(Dataset records)
========================================================================
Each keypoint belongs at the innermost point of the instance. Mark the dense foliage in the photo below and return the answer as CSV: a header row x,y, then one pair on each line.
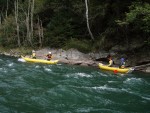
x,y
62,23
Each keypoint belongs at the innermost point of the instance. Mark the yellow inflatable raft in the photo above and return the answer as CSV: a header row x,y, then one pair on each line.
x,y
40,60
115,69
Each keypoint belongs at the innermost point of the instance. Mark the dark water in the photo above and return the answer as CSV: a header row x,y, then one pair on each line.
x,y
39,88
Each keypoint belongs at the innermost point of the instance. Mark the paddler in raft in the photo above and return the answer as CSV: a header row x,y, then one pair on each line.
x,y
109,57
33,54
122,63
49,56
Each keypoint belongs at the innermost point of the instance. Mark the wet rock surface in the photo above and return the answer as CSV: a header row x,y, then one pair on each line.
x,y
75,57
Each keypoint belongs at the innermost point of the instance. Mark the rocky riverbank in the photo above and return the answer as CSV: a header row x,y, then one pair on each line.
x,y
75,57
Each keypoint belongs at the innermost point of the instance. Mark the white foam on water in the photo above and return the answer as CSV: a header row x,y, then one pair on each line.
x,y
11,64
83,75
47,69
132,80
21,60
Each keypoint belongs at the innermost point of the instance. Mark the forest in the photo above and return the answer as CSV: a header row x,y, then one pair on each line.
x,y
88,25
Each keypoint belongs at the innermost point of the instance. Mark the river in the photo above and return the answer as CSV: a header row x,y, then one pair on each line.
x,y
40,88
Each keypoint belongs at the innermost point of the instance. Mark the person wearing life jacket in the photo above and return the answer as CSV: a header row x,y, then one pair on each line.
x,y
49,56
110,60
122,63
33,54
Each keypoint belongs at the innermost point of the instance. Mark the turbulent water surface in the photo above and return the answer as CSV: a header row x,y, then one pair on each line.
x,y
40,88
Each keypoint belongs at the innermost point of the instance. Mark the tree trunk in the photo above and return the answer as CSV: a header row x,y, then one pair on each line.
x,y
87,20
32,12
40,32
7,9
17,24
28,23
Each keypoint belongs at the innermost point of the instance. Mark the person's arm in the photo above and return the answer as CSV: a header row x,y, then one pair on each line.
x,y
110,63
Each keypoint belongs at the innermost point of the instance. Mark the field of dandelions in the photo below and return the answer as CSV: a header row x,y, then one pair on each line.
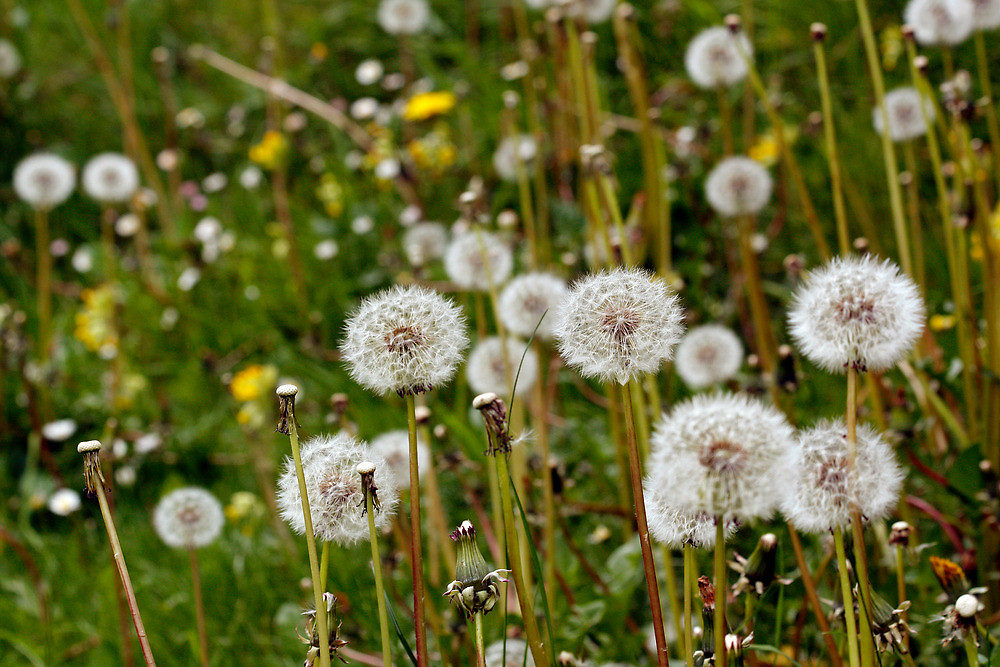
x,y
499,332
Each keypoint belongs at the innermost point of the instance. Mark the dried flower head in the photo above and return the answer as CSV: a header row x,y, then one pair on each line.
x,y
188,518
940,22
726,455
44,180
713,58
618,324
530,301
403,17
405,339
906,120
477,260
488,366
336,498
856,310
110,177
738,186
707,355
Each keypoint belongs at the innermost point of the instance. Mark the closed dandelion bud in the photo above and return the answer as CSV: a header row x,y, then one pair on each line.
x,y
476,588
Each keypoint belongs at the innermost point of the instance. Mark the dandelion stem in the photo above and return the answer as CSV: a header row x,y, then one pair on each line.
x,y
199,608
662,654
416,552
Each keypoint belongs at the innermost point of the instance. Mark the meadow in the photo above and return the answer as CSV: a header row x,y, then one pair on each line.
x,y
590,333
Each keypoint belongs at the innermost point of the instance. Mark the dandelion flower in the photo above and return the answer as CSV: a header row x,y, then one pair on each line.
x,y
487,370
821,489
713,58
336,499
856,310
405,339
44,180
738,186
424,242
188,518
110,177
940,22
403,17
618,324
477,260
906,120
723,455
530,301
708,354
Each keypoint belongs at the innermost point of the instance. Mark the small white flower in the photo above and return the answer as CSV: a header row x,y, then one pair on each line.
========================================================================
*Required work*
Copy the records from the line containing "Mark the closed" through the end of the records, changing "photo above" to "image above" wherever it occurs and leaving everything else unchanged.

*Full output*
Each keypoint belongs at the innermost point of the instance. Mark the closed dandelion bud in the image above and return the answer as CSV: a header row x,y, then one pair on each line.
x,y
476,588
Each keypoint belongs at the innermost point of the instance. Mark the dandelion stem in the image above and return the answer as CSV: a header row x,y, then one pair on each line.
x,y
199,608
662,654
416,552
Each keypoint belongs at the innermost point of the instance. Mark the meadow in the image above and return the answer as CSV: a header row x,y, then one pair on each line.
x,y
590,333
Each keypoint belongs at the innermost point of the instance. Mark the dandelion flower in the image above and return the answer as CSV: a header row x,y, then one pair on each line.
x,y
487,370
821,489
713,58
336,499
856,310
405,339
44,180
738,186
424,242
188,518
110,177
940,22
403,17
618,324
477,260
906,120
723,455
530,301
708,354
Each keypoint belongs at the innermost point of the instance. Mark the small white flower in the image above and return the answer as CSV: a header row x,y, then one pair on each line.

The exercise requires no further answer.